**Exercise**
Give every one of the lines below as a two-column CSV headed text and answer, with one row per line. Put each line's text and its answer in their own quoted fields with line breaks turned into spaces, and leave the pictures out.

Excerpts of bounding box data:
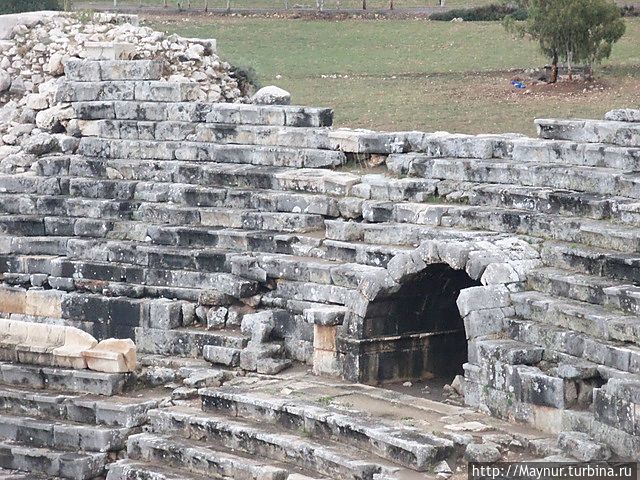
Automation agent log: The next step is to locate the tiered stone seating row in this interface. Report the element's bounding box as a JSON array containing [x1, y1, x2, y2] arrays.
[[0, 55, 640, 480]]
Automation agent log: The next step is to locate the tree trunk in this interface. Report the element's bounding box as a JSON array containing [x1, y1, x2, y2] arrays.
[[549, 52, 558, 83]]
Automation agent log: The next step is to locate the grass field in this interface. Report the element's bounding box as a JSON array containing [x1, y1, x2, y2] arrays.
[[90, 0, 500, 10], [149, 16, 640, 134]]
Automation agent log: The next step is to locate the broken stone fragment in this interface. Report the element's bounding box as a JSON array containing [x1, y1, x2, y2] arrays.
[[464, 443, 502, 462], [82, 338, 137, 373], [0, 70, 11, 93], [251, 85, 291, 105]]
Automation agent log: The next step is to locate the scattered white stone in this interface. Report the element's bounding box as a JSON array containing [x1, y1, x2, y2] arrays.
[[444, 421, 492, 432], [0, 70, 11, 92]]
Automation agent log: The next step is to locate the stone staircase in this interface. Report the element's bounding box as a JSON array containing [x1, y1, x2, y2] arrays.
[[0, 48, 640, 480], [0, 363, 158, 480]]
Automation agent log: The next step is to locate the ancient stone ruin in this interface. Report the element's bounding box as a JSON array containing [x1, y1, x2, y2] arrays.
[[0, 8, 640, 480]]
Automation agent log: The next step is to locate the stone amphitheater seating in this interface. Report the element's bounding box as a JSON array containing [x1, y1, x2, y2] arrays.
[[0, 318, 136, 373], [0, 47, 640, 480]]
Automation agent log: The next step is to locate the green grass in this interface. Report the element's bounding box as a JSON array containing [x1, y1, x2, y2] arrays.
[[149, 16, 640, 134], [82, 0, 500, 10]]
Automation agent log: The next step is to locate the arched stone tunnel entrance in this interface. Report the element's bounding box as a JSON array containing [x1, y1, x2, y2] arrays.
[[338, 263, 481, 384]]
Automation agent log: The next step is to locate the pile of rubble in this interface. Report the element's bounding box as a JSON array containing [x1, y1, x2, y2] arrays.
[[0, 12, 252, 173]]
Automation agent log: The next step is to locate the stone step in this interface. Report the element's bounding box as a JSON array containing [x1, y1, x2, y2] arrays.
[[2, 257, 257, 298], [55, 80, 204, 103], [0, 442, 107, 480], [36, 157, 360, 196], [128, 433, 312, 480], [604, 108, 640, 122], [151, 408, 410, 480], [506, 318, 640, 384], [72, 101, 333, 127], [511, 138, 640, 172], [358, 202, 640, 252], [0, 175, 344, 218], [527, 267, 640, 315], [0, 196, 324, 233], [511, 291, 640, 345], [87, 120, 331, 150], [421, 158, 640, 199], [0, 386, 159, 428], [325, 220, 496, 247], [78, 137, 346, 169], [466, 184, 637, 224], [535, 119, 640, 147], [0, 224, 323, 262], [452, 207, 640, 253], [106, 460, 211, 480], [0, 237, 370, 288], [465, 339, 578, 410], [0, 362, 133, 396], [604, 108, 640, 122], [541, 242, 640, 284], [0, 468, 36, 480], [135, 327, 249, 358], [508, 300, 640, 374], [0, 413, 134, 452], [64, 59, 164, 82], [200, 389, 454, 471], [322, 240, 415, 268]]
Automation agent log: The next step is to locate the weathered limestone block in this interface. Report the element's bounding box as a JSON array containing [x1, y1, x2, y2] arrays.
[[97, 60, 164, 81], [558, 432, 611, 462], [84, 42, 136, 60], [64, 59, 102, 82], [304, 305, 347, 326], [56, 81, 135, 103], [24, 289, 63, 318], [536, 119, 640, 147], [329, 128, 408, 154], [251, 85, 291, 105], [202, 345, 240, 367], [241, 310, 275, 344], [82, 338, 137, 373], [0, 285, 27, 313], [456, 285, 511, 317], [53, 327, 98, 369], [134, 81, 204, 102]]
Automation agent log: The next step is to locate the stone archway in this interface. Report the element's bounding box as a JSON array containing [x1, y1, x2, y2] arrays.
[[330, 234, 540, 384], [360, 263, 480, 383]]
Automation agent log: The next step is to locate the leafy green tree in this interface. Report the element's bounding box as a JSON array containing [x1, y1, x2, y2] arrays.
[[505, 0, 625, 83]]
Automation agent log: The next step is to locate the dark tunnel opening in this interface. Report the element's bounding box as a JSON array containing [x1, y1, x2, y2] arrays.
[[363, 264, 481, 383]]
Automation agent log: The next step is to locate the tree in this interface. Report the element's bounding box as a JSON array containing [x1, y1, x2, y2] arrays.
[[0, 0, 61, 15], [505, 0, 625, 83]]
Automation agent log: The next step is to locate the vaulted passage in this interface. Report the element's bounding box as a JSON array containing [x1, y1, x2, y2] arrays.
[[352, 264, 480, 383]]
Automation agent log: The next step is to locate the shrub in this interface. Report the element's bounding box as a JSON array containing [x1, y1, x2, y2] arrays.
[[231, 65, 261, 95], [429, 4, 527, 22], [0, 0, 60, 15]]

**Answer for this exercise**
text,answer
"Automation agent log: The next step is to locate the tiered stone seating row in this interface. Report the element's bounding box as a JSON array containing [x1, y1, x2, y2] arrays.","[[0, 55, 640, 480]]"
"Automation agent log: The next step is to locate the tree trunk in this interface. Report the element's bounding box as a JSON array containing [x1, y1, x2, y2] arrays.","[[549, 52, 558, 83]]"
"Automation agent log: The next step is to locate the grass field in this interface. Report the element's bounding box as a JSON array containing [x1, y1, x2, y2] arrays.","[[90, 0, 500, 10], [149, 16, 640, 134]]"
"Automation agent log: The next step is to locate the broken stone fragment in this interface. Report the element's bounding box as a JSON array containing [x1, y1, x2, y2] arrays.","[[464, 443, 502, 462], [82, 338, 137, 373], [0, 70, 11, 93], [251, 85, 291, 105]]"
"Automation agent log: The next step is to locate the scattered white stone in this interface. Report the element's bounding box as a JSON array containing [x1, y1, x2, y2] arrays.","[[444, 421, 492, 432], [0, 70, 11, 92]]"
"Automation agent log: The next step is to locate the stone staircase in this interface. Report the element's bounding box as a JSON array containing [x1, y1, x2, y2] arrays.","[[0, 48, 640, 480], [0, 363, 158, 480]]"
"Automation agent log: The next step is to locate the ancient stone ruin in this interface. Report the element's bounding box as a JSON array containing [x1, y1, x2, y2] arrays.","[[0, 8, 640, 480]]"
"Automation agent log: The next step is to locate the stone amphitheater seating in this interface. Report the element's bounding box as a JSON array containing [x1, y1, x2, y2] arrays.","[[0, 318, 136, 373], [0, 47, 640, 480]]"
"Automation agent log: The next step is to locate the green grass in this interface. Report the element's bounding box as a JSON array containing [x1, y1, x2, y2] arrays.","[[149, 16, 640, 134], [82, 0, 500, 10]]"
"Automation agent log: The next step is to locate the arched stone tunnel entrance in this interface. Report the element's bounding box as a JSON array containing [x1, y1, x2, y2] arrays.","[[338, 263, 481, 384]]"
"Automation agent log: The next step is to locate the pile of rubble in this interface. Report the element's bounding box as a JSON array containing [x1, y1, x2, y2] arrays.","[[0, 12, 252, 173]]"
"Automation agent log: The next step is to locate the stone step in this interface. Report the element's bounding box as a JSON array containing [x1, y1, x2, y2] arrays.","[[2, 257, 257, 298], [55, 80, 204, 103], [0, 442, 107, 480], [36, 157, 360, 196], [128, 433, 312, 480], [604, 108, 640, 122], [151, 408, 410, 480], [506, 318, 640, 384], [72, 101, 333, 127], [511, 138, 640, 172], [358, 202, 640, 252], [0, 175, 344, 218], [527, 267, 640, 315], [0, 196, 324, 233], [511, 291, 640, 345], [87, 120, 331, 150], [421, 158, 640, 199], [0, 386, 159, 428], [325, 220, 496, 247], [78, 137, 346, 169], [466, 184, 637, 224], [535, 119, 640, 147], [0, 224, 323, 262], [452, 207, 640, 253], [106, 460, 211, 480], [0, 237, 370, 288], [465, 339, 578, 410], [0, 362, 133, 396], [604, 108, 640, 122], [541, 242, 640, 284], [0, 468, 36, 480], [135, 327, 249, 358], [508, 300, 640, 374], [0, 413, 134, 452], [64, 59, 164, 82], [200, 389, 454, 471], [322, 240, 415, 268]]"
"Automation agent log: The next step is to locate the weathered limestone block in this interface. Report the element's bounding box as a JSON array containing [x1, y1, x2, y2] arrays.","[[97, 60, 164, 81], [558, 432, 611, 462], [84, 42, 136, 60], [64, 59, 102, 82], [304, 305, 347, 326], [56, 81, 135, 103], [24, 289, 63, 318], [536, 119, 640, 147], [329, 128, 408, 154], [251, 85, 291, 105], [202, 345, 240, 367], [241, 310, 275, 344], [82, 338, 137, 373], [0, 285, 27, 313], [456, 285, 511, 317], [53, 327, 98, 369], [134, 81, 204, 102]]"
"Automation agent log: The next step is to locate the stone archway in this interface. Report the element's bounding box as a JSON array containing [x1, y1, x2, y2] arrays.","[[330, 234, 540, 384], [360, 263, 480, 383]]"
"Automation agent log: The next step is to locate the leafy green tree in this interface. Report the element's bounding box as a JSON array containing [x1, y1, x2, y2] arrays.","[[505, 0, 625, 83]]"
"Automation agent log: The next step is to locate the dark tunnel opening in this interface. Report the element's bounding box as a JSON array containing [x1, y1, x2, y2] arrays.","[[363, 264, 481, 383]]"
"Automation agent log: The next step is to locate the tree in this interface. Report the element's bounding box as a JSON array containing [x1, y1, x2, y2] arrays.","[[0, 0, 61, 15], [505, 0, 625, 83]]"
"Automation agent log: The next step is to locate the vaulted passage in this interface. Report the element's bounding box as a JSON array containing [x1, y1, x2, y2] arrays.","[[352, 264, 480, 383]]"
"Automation agent log: The next step is to locate the shrub in this interface. Report the element's bounding box as a JSON array containing [x1, y1, x2, y2] arrays.","[[231, 65, 261, 95], [429, 4, 527, 22], [0, 0, 60, 15]]"